__Task instructions__.
1. Answer these from the text about Anthony, one line each:
(a) Where was the narrator driving to when the social worker's message arrived?
(b) How old is Anthony?
(c) In which regions does the text say RHD has been virtually eliminated?
2. Set down the passage of the text about Anthony starting with "We mourn yet" and going on through "few months ago.", word for word.

---- Source document

We mourn yet we Believe

I was on my way to Pilates, driving a car, iced coffee in hand, fully immersed in my American life when I got a message from my social worker in Kenya . . . “Anthony isn’t doing well.  I don’t know if he’ll last through the night.”

Anthony made it through the night.  I was selfishly relieved, secretly hoping I would see him upon my return to Kenya in August.  He was staying at Living Room International, a hospice ministry in the village, whose caregivers inspire me daily.  11 year old Anthony was diagnosed with Rheumatic Heart Disease (RHD) and end stage heart failure a few months ago.

According to the World Heart Federation, RHD affects the world’s poorest, most vulnerable populations.  If left untreated, RHD can lead to heart valve damage, stroke, heart failure, and death.  In endemic countries, prevalence of this preventable disease is a stark measure of health system failure and inequality.  RHD is the most commonly acquired heart disease in young people. It most often begins in childhood as strep throat, and can progress to serious heart damage that kills or debilitates adolescents and young adults.  Although virtually eliminated in Europe and North America, the disease remains common in Africa and other parts of the developing world.*

Last Friday, Anthony asked to leave the hospice and return to the slum, the only place he has ever known as home, to see his family and friends.

--------
---- Supplied entries

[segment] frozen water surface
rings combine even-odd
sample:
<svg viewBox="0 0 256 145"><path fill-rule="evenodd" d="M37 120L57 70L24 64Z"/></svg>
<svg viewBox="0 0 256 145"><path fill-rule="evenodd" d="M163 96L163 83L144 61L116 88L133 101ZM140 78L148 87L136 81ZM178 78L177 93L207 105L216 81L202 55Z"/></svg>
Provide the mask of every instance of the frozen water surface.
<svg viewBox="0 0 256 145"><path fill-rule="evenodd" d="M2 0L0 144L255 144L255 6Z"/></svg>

--------

__Written responses__.
1.
(a) Pilates
(b) 11 years old
(c) Europe and North America

2.
We mourn yet we Believe

I was on my way to Pilates, driving a car, iced coffee in hand, fully immersed in my American life when I got a message from my social worker in Kenya . . . “Anthony isn’t doing well.  I don’t know if he’ll last through the night.”

Anthony made it through the night.  I was selfishly relieved, secretly hoping I would see him upon my return to Kenya in August.  He was staying at Living Room International, a hospice ministry in the village, whose caregivers inspire me daily.  11 year old Anthony was diagnosed with Rheumatic Heart Disease (RHD) and end stage heart failure a few months ago.